• Stated exercise: Reproduce the forum thread about the GLS race at Steelix Raceway below in full and word for word, keeping every misspelling.

• Reading passage:
# GLS race at Steelix Raceway on Apirl 18



## Steelix_70 (Feb 19, 2012)

GLS race at Steelix Racaway on Apirl 18. I will have 3 classes skinny tire t-jet and fat tire t-jet, GLSS rules and then changing over to 20volts for a fray race. Skinny will be 2 min and fat is 1.5 min qualifying with bump and 3 min mains, fray will be 1.5 min qualifying and 3 min mains with bump. Door open at 11:00am, racing starts at 1:00pm sharp, $7.00 for food and and a full day of racing. 

Slow Ed


----------



## honda27 (Apr 17, 2008)

*race*

me and mike plan on coming to sled,s race.see u there.


----------



## ZBT Speedway (Jan 2, 2012)

Plan on making it there as long as we dont start working Saturdays by then:dude:


----------



## 9finger hobbies (Mar 11, 2008)

I will have to miss this one. The family and I will be in the Dells.


----------



## Steelix_70 (Feb 19, 2012)

A fray race was added as it was asked for. So it will be a full day of racing.


----------



## purple66bu (Dec 18, 2013)

You running the Hotrods also?


----------



## Steelix_70 (Feb 19, 2012)

No hotrod class, mybe indy cars but don't count on it. Right now just the 3 classes fat tire and skinny tire 18v GLS rules and fray 20v. Thanks for asking. 

Slow Ed


----------



## ajd350 (Sep 18, 2005)

Gonna try to get away for this one.

• Entries:
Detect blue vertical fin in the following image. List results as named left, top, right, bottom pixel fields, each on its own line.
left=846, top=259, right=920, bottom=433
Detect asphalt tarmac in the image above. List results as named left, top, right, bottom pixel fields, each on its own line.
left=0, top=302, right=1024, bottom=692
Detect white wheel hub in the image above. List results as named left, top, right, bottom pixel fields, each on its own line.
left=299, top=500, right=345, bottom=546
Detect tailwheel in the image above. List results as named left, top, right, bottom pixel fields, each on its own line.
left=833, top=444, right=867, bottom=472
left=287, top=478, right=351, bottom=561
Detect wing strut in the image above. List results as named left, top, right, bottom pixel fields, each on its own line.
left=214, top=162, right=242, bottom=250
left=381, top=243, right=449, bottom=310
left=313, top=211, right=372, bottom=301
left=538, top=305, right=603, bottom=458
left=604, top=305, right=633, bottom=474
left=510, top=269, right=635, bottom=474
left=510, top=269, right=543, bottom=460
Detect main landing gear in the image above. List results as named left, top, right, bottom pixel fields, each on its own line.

• Answer in full:
# GLS race at Steelix Raceway on Apirl 18



## Steelix_70 (Feb 19, 2012)

GLS race at Steelix Racaway on Apirl 18. I will have 3 classes skinny tire t-jet and fat tire t-jet, GLSS rules and then changing over to 20volts for a fray race. Skinny will be 2 min and fat is 1.5 min qualifying with bump and 3 min mains, fray will be 1.5 min qualifying and 3 min mains with bump. Door open at 11:00am, racing starts at 1:00pm sharp, $7.00 for food and and a full day of racing. 

Slow Ed


----------



## honda27 (Apr 17, 2008)

*race*

me and mike plan on coming to sled,s race.see u there.


----------



## ZBT Speedway (Jan 2, 2012)

Plan on making it there as long as we dont start working Saturdays by then:dude:


----------



## 9finger hobbies (Mar 11, 2008)

I will have to miss this one. The family and I will be in the Dells.


----------



## Steelix_70 (Feb 19, 2012)

A fray race was added as it was asked for. So it will be a full day of racing.


----------



## purple66bu (Dec 18, 2013)

You running the Hotrods also?


----------



## Steelix_70 (Feb 19, 2012)

No hotrod class, mybe indy cars but don't count on it. Right now just the 3 classes fat tire and skinny tire 18v GLS rules and fray 20v. Thanks for asking. 

Slow Ed


----------



## ajd350 (Sep 18, 2005)

Gonna try to get away for this one.